* Work to complete
Each entry must be reproduced precisely as it stands.

------ Data entries ------

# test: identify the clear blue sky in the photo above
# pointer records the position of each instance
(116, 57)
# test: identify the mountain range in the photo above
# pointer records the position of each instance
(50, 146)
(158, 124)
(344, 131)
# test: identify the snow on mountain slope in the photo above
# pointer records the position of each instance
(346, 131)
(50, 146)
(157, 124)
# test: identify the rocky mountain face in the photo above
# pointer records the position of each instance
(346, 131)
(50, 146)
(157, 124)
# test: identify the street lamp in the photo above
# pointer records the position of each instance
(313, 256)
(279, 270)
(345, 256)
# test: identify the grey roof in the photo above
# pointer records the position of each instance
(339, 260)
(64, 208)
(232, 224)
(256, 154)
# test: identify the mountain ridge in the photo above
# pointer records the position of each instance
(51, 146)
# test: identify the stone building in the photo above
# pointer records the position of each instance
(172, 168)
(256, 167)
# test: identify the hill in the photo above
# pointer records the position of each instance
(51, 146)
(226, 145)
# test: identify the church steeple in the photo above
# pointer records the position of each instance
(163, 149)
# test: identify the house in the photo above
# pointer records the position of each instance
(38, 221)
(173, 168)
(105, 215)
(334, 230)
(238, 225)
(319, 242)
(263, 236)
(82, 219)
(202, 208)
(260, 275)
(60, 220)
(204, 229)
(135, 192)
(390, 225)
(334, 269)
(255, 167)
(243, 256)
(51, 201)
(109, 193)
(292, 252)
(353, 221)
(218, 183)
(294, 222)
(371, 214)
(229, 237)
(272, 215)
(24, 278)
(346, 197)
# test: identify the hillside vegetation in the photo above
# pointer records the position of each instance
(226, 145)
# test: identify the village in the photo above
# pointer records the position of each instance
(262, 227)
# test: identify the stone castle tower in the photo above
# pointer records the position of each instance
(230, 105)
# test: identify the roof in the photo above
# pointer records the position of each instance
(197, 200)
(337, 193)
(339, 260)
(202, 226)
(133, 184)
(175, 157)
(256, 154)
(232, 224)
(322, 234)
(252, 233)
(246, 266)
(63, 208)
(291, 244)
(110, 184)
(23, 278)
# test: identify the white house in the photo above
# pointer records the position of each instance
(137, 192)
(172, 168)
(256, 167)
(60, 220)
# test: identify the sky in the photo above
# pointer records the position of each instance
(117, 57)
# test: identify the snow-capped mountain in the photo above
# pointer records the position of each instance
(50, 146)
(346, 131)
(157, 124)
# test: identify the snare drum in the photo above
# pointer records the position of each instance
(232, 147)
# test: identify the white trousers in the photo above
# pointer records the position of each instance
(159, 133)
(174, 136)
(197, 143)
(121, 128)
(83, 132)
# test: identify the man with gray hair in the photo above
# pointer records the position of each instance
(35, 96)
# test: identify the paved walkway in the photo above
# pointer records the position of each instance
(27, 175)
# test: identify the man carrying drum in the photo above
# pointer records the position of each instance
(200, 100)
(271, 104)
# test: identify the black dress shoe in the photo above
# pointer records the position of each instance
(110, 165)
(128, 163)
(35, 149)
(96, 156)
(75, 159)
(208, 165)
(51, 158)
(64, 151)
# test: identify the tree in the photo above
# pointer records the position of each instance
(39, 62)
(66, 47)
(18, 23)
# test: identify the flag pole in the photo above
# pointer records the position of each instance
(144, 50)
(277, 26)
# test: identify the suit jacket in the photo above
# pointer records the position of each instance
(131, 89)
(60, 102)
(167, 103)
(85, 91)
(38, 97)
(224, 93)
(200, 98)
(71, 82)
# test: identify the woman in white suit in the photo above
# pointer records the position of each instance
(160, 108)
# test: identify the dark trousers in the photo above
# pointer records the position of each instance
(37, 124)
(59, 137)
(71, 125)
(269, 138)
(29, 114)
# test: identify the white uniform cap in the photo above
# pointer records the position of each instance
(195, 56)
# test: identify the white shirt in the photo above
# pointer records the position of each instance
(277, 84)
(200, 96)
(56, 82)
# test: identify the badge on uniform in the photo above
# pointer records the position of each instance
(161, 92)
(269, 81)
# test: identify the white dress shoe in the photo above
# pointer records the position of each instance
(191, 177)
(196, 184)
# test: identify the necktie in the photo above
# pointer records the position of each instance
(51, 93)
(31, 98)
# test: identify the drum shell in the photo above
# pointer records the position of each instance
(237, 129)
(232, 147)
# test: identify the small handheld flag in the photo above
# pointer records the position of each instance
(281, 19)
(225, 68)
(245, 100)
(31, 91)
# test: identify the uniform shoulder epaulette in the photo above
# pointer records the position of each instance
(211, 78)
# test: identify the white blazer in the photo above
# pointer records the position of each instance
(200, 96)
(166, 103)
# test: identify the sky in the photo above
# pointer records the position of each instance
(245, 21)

------

* Task response
# test: identify the clear blue sky in the photo above
# pointer records the position of each instance
(116, 57)
# test: identify the mountain range in the photo above
# pointer records the position of each instance
(50, 146)
(158, 124)
(344, 131)
# test: identify the snow on mountain slope in the photo above
# pointer records the position of each instance
(346, 131)
(50, 146)
(157, 124)
# test: identify the rocky mountain face in the photo above
# pointer records the position of each instance
(346, 131)
(50, 146)
(157, 124)
# test: identify the street lamp in the photo above
# pointer records the position of each instance
(313, 256)
(279, 270)
(345, 256)
# test: identify the grey roof in the photo above
# pointer records the position of each instance
(339, 260)
(64, 208)
(232, 224)
(256, 154)
# test: identify the mountain ridge in the photo above
# pointer records the position of each instance
(51, 146)
# test: identify the stone building in the photo above
# pointer records the position of each instance
(172, 168)
(256, 167)
# test: identify the hill in the photo above
# pointer records the position of each instance
(51, 146)
(226, 145)
# test: identify the church steeple in the photo above
# pointer records the position of each instance
(163, 149)
# test: identify the house in the photo above
# pointer records the position of each instance
(38, 221)
(173, 168)
(105, 215)
(334, 230)
(238, 225)
(319, 242)
(263, 236)
(82, 219)
(202, 208)
(260, 275)
(60, 220)
(204, 229)
(135, 192)
(390, 225)
(334, 269)
(255, 167)
(243, 256)
(51, 201)
(109, 193)
(292, 252)
(353, 221)
(218, 183)
(294, 222)
(371, 214)
(229, 237)
(272, 215)
(24, 278)
(346, 197)
# test: identify the hillside vegetation in the photo above
# pointer records the position of each instance
(226, 145)
# test: identify the village in the photo above
# pointer records the position of each instance
(262, 227)
# test: identify the stone castle tower in the photo above
# pointer records the position of each instance
(230, 105)
# test: identify the roof in the photo above
# pointer records the position of each instance
(197, 200)
(337, 193)
(339, 260)
(202, 226)
(133, 184)
(175, 157)
(256, 154)
(232, 224)
(322, 234)
(252, 233)
(246, 266)
(63, 208)
(291, 244)
(110, 184)
(23, 278)
# test: identify the white house in the photo above
# pointer records the position of each instance
(137, 192)
(172, 168)
(256, 167)
(60, 220)
# test: identify the sky in the photo above
# pointer records the position of each instance
(117, 57)
# test: identify the snow-capped mountain in the photo above
# pointer records the position of each instance
(50, 146)
(346, 131)
(157, 124)
# test: identify the snare drum in the photo above
# pointer records the position of each instance
(232, 147)
# test: identify the white trousers in the photo above
# pointer records the position of each instance
(159, 133)
(174, 136)
(197, 143)
(121, 128)
(83, 132)
# test: identify the man with gray hair in the photo above
# pointer records the position of each instance
(35, 96)
# test: identify the paved walkway in the photo above
# pointer records the position of each instance
(27, 175)
# test: identify the man carrying drum in the photo above
# pointer records the position of each instance
(200, 100)
(271, 104)
# test: identify the black dress shoe in the photo above
# pointer records the position of each instance
(110, 165)
(128, 163)
(35, 149)
(96, 156)
(75, 159)
(208, 165)
(51, 158)
(64, 151)
# test: identify the tree in the photo above
# pointer records the position of each instance
(39, 62)
(66, 47)
(18, 23)
# test: identify the flag pole in the photo above
# pointer records the position of each instance
(144, 50)
(277, 26)
# test: identify the suit jacket in the photo above
# pointer records the position of each instance
(131, 89)
(60, 102)
(167, 103)
(85, 91)
(38, 97)
(224, 93)
(200, 98)
(71, 82)
# test: identify the woman in white suit in the photo above
# pointer records the position of each instance
(160, 108)
# test: identify the dark trousers in the photo above
# pointer records the position of each instance
(37, 124)
(59, 137)
(71, 125)
(269, 138)
(29, 114)
# test: identify the white uniform cap in the photo above
# pointer records the position of each instance
(195, 56)
# test: identify the white shirt in the photo above
# pointer records the position of each instance
(277, 84)
(200, 96)
(56, 82)
# test: identify the badge on uniform in the photo above
# pointer records the position of each instance
(161, 92)
(269, 81)
# test: identify the white dress shoe in the photo above
# pointer records the position of each instance
(191, 177)
(196, 184)
# test: identify the necktie in the photo above
# pointer records the position of each instance
(51, 93)
(31, 98)
# test: identify the drum shell in the photo above
# pointer records the position of each instance
(237, 129)
(232, 147)
# test: identify the small handheld flag in the photo above
# pointer records the position of each instance
(281, 19)
(225, 68)
(245, 100)
(31, 91)
# test: identify the uniform shoulder epaulette in the photo above
# pointer records the position of each instance
(211, 78)
# test: identify the white blazer in the photo above
# pointer records the position of each instance
(200, 96)
(166, 103)
# test: identify the sky in the photo above
# pointer records the position of each instance
(245, 21)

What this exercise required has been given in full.